• **YOUR TASK**
Reproduce exactly the lines from the one containing "each like [596,22]." through the last line of the records below, both included, and nothing else.

• **TASK INPUTS**
--
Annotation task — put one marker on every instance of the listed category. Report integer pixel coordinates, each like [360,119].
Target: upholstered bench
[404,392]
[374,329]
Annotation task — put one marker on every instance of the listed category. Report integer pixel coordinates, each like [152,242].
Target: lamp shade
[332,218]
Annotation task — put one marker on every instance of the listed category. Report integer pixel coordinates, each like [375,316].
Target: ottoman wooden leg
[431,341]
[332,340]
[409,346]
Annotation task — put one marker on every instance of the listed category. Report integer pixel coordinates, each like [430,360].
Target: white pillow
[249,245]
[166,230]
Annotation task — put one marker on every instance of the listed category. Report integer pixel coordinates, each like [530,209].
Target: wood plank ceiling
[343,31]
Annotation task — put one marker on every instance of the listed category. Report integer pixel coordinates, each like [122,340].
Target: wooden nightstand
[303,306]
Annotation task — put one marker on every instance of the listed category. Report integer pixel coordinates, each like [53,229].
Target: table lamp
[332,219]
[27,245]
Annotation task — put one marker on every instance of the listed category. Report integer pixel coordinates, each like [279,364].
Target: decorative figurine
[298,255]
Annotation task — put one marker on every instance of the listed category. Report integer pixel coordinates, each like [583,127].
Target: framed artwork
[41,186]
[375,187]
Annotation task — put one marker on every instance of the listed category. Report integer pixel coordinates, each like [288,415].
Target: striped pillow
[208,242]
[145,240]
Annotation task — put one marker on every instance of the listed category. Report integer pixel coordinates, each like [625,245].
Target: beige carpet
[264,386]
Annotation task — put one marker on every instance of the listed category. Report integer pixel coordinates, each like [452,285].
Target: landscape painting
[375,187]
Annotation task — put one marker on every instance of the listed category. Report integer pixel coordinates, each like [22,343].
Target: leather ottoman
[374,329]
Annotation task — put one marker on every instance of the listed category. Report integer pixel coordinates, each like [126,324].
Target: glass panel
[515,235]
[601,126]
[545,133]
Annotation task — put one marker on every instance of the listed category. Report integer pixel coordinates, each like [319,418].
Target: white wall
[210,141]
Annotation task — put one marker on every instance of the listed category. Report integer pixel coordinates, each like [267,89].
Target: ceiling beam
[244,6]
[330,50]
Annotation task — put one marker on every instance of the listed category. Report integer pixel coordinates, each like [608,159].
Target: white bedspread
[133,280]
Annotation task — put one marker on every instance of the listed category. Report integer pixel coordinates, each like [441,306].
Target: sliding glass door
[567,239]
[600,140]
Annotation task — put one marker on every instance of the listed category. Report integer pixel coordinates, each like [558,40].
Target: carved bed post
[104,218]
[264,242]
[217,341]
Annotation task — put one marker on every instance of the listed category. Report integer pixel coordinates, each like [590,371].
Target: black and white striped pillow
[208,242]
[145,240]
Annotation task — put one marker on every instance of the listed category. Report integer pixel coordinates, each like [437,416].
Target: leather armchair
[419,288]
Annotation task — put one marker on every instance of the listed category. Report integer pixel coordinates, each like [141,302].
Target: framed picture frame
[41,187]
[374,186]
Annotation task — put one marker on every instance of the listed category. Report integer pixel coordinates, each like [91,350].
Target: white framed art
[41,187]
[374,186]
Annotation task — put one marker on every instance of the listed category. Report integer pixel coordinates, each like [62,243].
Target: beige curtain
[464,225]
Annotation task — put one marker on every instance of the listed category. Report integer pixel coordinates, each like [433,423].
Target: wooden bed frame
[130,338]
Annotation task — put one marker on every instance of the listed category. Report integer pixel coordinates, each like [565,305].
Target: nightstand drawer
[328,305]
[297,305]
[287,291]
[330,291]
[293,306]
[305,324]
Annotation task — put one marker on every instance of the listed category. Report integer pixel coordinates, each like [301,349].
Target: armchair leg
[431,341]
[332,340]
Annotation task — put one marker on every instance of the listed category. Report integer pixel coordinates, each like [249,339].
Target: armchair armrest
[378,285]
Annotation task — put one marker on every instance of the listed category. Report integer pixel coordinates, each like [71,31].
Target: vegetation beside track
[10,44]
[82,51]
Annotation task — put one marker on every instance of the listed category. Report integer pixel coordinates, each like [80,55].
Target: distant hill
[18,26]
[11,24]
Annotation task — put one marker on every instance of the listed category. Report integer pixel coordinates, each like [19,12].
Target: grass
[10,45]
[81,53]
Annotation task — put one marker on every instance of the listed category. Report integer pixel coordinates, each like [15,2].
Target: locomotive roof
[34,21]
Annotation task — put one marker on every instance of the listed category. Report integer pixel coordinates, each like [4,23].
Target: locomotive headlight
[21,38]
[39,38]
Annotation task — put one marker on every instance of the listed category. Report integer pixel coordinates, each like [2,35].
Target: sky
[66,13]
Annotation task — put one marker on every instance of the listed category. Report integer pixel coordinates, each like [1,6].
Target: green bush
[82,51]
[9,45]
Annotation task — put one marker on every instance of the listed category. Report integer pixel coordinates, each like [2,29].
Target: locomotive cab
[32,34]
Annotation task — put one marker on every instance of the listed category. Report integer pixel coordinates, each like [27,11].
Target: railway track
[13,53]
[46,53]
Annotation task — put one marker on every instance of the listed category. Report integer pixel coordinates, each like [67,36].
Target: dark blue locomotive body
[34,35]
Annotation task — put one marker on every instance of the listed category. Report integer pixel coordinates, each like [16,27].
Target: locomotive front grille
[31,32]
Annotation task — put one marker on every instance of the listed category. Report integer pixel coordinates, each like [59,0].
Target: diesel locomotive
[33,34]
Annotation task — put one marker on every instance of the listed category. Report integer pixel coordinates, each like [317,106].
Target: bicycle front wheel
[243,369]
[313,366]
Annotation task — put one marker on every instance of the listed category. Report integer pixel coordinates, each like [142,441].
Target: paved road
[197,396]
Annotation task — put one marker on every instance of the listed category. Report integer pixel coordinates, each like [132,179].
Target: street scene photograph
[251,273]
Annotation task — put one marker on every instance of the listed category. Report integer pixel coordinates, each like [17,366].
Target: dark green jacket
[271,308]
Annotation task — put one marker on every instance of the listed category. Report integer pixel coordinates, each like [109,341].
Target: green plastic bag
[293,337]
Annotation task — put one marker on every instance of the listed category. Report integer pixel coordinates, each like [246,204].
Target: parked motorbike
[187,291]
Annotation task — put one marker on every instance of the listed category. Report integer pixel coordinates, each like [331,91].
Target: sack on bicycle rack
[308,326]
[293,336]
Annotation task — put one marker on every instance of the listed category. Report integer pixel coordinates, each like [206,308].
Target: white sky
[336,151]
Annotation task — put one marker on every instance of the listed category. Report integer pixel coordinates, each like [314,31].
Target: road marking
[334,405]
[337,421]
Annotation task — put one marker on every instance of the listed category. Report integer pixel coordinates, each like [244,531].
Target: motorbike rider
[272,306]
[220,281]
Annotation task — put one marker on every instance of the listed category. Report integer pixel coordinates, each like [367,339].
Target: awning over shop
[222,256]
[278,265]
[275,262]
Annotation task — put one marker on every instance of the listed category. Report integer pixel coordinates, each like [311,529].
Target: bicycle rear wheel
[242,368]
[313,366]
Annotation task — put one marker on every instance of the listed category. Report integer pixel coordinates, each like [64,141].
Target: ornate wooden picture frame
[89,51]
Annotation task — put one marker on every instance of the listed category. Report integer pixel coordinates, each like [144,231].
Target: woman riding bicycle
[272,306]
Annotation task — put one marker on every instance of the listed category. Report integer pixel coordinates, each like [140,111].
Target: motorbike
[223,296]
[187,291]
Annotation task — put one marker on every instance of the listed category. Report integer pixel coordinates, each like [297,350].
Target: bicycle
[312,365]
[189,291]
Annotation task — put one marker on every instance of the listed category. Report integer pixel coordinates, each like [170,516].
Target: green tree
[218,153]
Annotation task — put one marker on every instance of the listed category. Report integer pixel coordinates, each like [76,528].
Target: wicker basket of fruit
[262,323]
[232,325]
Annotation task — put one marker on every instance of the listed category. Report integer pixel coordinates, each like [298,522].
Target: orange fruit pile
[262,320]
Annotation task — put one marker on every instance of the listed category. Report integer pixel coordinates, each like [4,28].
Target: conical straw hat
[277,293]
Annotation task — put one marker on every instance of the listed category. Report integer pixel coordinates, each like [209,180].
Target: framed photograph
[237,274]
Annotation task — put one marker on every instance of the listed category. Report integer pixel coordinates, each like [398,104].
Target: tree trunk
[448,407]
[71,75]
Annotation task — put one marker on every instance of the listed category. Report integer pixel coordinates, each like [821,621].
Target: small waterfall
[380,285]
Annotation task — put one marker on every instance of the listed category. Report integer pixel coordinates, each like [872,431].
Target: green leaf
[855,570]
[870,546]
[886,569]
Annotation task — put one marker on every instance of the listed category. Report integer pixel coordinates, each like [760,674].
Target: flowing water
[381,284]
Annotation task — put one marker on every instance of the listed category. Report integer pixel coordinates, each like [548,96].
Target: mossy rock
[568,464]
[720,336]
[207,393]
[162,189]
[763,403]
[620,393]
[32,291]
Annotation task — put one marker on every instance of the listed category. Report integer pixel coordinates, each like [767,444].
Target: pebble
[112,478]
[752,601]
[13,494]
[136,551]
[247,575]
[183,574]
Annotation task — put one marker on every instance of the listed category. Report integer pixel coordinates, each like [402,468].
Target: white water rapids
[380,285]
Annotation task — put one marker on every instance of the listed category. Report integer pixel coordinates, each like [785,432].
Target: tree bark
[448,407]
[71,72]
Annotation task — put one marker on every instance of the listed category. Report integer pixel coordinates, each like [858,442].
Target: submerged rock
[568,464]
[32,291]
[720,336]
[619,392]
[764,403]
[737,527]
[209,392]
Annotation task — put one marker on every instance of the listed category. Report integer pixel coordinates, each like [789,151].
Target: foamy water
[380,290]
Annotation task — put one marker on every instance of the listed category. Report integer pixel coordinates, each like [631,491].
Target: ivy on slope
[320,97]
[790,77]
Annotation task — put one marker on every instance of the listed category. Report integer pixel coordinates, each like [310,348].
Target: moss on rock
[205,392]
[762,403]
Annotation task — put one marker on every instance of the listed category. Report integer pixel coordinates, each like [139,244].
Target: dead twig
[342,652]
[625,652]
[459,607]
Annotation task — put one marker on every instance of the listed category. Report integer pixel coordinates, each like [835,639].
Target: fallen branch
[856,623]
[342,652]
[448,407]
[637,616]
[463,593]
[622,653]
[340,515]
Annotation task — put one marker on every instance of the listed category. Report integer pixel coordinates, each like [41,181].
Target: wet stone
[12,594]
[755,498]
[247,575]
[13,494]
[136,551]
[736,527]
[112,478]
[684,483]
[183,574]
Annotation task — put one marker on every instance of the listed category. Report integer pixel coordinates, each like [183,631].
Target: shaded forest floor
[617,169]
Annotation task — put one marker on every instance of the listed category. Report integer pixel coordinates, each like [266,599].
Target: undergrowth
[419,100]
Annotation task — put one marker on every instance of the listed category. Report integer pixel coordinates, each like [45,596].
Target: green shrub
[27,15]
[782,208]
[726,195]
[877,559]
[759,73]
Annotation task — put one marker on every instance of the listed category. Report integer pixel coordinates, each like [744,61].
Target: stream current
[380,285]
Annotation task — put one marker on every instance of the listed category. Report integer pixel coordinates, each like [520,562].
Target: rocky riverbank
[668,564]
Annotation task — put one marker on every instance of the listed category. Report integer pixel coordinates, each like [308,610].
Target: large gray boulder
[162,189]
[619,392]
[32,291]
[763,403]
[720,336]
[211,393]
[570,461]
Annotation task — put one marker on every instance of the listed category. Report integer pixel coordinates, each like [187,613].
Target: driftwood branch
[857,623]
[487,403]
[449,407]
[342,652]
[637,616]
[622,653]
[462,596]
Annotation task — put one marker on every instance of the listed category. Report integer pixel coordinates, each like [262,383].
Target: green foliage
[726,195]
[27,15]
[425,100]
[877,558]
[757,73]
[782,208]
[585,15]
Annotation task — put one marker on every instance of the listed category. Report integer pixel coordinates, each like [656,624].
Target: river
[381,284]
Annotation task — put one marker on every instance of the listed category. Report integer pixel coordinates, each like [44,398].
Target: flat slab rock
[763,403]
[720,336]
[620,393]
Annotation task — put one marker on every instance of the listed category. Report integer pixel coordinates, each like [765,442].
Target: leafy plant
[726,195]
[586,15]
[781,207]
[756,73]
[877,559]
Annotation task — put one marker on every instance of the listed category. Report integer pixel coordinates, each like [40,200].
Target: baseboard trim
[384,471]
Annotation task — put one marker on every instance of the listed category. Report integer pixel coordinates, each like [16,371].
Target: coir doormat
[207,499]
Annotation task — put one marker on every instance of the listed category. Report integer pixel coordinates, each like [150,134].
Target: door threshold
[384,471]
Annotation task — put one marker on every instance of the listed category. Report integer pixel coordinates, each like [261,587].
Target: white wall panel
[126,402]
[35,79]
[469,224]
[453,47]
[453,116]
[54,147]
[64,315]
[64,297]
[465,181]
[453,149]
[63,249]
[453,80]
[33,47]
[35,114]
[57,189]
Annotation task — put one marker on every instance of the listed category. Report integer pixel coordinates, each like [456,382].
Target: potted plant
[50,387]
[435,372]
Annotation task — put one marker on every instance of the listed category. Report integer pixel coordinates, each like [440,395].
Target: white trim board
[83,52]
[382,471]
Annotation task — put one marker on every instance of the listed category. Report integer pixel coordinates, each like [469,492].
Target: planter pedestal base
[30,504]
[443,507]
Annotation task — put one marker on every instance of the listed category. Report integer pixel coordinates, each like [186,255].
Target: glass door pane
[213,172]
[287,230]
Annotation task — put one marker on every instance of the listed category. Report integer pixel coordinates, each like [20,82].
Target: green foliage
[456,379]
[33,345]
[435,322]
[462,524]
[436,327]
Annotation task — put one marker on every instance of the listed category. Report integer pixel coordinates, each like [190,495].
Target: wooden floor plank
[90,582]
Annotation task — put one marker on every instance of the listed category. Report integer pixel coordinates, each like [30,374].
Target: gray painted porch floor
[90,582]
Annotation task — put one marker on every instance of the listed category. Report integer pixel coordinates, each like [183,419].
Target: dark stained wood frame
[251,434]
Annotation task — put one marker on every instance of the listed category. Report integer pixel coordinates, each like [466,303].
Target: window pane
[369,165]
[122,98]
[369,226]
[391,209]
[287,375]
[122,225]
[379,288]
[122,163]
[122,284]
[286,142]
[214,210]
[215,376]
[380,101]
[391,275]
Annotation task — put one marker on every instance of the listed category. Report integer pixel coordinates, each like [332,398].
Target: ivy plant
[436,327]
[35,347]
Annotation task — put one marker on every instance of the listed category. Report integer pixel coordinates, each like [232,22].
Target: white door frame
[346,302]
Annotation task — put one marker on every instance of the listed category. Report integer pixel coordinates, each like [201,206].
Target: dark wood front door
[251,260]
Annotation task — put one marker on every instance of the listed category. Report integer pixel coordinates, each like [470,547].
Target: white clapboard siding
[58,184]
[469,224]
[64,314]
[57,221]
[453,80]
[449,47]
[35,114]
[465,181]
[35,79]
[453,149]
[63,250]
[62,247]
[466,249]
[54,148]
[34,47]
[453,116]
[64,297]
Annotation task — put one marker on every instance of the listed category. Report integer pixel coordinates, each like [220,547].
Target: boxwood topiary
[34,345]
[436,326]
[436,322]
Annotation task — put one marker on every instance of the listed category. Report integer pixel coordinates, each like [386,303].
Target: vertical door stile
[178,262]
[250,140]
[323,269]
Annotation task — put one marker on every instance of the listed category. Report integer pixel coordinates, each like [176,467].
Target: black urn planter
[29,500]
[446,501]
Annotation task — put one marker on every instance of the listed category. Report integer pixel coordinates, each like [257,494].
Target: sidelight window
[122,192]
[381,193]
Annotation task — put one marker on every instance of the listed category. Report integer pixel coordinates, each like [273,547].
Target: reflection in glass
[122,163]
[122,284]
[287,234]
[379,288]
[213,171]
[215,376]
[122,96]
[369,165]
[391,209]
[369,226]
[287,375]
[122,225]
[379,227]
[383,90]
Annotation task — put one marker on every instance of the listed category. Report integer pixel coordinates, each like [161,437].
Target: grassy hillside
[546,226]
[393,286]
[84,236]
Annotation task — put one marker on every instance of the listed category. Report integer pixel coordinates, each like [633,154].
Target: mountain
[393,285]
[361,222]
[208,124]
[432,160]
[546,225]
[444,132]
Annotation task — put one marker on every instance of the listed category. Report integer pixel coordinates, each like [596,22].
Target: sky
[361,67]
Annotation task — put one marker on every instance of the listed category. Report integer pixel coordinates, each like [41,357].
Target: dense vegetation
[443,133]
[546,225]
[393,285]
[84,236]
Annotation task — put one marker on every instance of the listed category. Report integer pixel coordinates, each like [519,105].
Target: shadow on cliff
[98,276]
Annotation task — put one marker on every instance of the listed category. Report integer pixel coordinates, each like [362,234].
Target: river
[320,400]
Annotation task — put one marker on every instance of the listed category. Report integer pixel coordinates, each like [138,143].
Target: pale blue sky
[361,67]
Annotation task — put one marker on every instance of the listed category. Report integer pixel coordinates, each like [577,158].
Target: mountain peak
--
• **RESPONSE FOR THIS EXERCISE**
Annotation task — put one marker on every instance of the listed category. Report integer pixel coordinates, each like [596,22].
Target: sky
[361,67]
Annotation task — put one marker on every instance of the listed category. Report integer pixel coordinates, each like [41,357].
Target: dense vegetation
[443,133]
[546,225]
[393,285]
[84,236]
Annotation task — put one marker on every instance of the listed category. Report integer pixel coordinates, each like [519,105].
Target: shadow on cliff
[98,276]
Annotation task — put one marker on every instance of the listed category. Report integer pixel coordinates, each like [362,234].
Target: river
[320,400]
Annotation task — put one marker on every instance of the listed category. Report integer pixel coordinates, each like [138,143].
Target: pale blue sky
[361,67]
Annotation task — put one marker on every instance of the listed category. Report integer pixel coordinates, each like [577,158].
Target: mountain peak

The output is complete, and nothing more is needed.